*** RAW DATA ***
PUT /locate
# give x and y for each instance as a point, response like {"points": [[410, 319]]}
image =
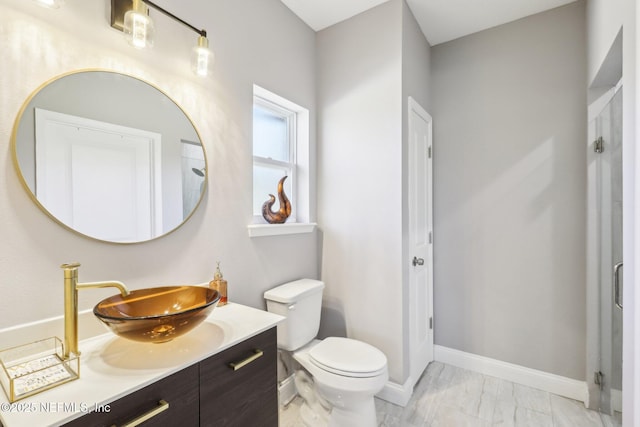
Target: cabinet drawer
{"points": [[179, 390], [244, 397]]}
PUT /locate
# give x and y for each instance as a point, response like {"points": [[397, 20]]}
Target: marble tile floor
{"points": [[447, 396]]}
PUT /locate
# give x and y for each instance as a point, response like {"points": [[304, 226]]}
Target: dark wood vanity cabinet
{"points": [[179, 390], [245, 397], [208, 393]]}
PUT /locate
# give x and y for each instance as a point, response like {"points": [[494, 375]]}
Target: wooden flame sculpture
{"points": [[285, 206]]}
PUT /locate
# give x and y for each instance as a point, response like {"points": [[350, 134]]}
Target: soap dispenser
{"points": [[220, 285]]}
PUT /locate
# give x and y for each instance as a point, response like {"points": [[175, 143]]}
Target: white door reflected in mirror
{"points": [[109, 156]]}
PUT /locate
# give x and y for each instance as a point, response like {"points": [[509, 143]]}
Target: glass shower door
{"points": [[609, 195]]}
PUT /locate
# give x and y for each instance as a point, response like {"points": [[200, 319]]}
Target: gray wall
{"points": [[416, 71], [509, 110], [360, 178], [259, 42]]}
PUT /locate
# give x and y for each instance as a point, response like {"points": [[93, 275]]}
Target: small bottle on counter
{"points": [[220, 285]]}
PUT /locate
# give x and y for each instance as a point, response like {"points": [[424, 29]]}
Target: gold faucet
{"points": [[71, 287]]}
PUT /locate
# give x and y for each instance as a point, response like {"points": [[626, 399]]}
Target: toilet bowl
{"points": [[339, 376]]}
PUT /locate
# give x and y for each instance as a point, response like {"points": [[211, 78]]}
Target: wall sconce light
{"points": [[51, 4], [132, 17]]}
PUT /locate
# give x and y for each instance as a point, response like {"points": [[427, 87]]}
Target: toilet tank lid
{"points": [[294, 291]]}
*** End of RAW DATA ***
INSTRUCTIONS FOR THE TASK ::
Repeat only the stretch of lines that begins at the line containing "Target: toilet bowl" and ends at the last line above, both included.

RESPONSE AREA ::
Target: toilet bowl
{"points": [[339, 376]]}
PUT /locate
# give x and y for each instance as a point, response like {"points": [[211, 78]]}
Target: wall sconce light
{"points": [[51, 4], [132, 17]]}
PUT /locate
# give x and y for each instance as a point, response like {"points": [[427, 87]]}
Target: toilet tank lid
{"points": [[294, 291]]}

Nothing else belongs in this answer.